Given passage –
Wound providers should take note
WASHINGTON - A recent report from the Office of Inspector General (OIG) could be just the tip of the iceberg for providers of negative pressure wound therapy pumps.
The report, "Medicare Payments for Negative Pressure Wound Therapy Pumps in 2004," found that nearly 25% of pump claims did not meet coverage criteria.
Bernie Laurel, vice president, Medela Healthcare Americas, said HME providers need to take the report seriously.
"I don't think this is a routine effort on the part of OIG," said Laurel. "I think it's the beginning of an in-depth investigation to prevent not only fraud and abuse but also waste in the Medicare program."
Of particular significance: 44% of claims were not fully supported by medical records.
"What the OIG is saying is that pump claims must be supported by the entire medical record," said Laurel. "Otherwise, there are going to be continual denials for payment."
The review was partly triggered by a 444% increase in payments between 2001 and 2005. That growth can be partly attributed to the opening up of a market previously dominated by Kinetic Concepts, Inc (KCI), which historically has not used providers to distribute its products. In April, a judge affirmed an earlier jury verdict that Medela and BlueSky Medical Group did not infringe on KCI's patents (See HME News, July 2007). Medela has since launched its Invia Healing System with eventual plans to use HME providers to reach the homecare market.

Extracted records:
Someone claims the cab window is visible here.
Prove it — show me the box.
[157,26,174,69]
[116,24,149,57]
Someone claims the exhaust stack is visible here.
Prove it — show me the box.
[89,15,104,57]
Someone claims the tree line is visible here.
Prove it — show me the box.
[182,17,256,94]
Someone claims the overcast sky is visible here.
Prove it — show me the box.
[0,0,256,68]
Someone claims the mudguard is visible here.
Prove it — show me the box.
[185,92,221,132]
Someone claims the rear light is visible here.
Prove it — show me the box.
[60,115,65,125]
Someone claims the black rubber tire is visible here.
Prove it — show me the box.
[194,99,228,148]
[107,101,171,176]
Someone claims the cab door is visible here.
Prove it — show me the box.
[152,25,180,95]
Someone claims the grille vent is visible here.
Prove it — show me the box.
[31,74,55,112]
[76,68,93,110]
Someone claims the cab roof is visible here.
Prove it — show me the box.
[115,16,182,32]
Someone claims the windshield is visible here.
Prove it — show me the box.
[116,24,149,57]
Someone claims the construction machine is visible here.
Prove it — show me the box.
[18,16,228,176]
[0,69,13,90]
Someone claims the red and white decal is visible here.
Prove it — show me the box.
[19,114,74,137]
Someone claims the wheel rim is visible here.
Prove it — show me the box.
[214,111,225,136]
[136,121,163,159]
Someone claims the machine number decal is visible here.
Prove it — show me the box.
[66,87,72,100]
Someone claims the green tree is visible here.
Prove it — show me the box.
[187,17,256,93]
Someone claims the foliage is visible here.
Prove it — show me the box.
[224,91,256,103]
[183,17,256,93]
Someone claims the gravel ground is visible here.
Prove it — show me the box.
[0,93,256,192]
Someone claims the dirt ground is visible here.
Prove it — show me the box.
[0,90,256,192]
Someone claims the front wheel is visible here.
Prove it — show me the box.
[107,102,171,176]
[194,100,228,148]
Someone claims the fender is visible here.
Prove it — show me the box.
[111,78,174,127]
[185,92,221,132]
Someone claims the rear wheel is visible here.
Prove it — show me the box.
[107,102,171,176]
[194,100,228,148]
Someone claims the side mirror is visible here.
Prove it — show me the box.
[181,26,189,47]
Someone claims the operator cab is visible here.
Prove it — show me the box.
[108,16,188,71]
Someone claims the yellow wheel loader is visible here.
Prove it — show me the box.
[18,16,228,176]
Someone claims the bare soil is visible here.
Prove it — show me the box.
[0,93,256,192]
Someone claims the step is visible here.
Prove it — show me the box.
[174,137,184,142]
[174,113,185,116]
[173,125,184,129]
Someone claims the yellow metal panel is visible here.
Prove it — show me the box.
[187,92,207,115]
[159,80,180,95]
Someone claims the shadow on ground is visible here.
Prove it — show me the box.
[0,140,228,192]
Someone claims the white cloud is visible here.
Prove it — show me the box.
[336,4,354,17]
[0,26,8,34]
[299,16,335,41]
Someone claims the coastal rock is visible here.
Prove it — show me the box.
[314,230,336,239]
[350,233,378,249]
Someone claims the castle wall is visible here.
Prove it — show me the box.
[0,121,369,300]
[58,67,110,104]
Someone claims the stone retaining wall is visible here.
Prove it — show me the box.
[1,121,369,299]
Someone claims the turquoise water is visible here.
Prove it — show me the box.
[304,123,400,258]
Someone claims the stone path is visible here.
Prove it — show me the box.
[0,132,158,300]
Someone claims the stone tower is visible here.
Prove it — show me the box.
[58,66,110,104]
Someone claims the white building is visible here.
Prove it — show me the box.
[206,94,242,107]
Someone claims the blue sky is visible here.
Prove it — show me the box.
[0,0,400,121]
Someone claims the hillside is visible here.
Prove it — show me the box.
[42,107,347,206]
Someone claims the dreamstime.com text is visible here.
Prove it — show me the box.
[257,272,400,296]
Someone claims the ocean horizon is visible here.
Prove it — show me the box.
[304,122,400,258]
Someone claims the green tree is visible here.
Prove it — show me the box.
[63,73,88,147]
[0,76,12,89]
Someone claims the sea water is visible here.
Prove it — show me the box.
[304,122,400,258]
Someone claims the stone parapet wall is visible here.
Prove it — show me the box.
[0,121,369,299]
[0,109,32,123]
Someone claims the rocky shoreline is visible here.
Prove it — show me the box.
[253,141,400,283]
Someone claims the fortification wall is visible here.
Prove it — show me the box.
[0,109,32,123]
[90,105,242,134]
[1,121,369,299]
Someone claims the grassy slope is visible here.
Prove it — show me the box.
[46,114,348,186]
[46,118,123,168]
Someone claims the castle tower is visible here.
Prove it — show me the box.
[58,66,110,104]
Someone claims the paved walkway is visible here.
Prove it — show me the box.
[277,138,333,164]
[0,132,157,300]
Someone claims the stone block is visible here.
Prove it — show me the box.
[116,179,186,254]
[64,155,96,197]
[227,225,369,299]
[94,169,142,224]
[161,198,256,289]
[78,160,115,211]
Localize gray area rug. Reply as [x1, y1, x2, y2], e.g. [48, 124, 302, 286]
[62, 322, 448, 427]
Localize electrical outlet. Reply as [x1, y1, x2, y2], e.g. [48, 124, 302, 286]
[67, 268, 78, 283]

Assignment 1 – According to the article on the OIG report about wound therapy pumps, what percentage of pump claims were not fully supported by medical records?
Assignment 2 – Write a continuation of the article on the OIG report about wound therapy pumps, starting after its final sentence.

Answer space 1 – 44% of claims were not fully supported by medical records.

Answer space 2 –
"For anything new out into the market, they want to look at the reimbursement rate," said Tom Hanchar, president and CEO of Thomas International, a provider in Fort Wayne, Ind., "(For these pumps) that's $1,600 to $1,800 a month. It's a big-ticket item."
While $21 million may seem like a drop in the bucket in a market currently estimated at between $1.6 billion and $6.8 billion annually, providers should consider another reason why the pumps are being scrutinized by CMS: They are included in national competitive bidding.
"I clearly see NCB and the OIG report as linked to reducing fraud and waste," said Laurel.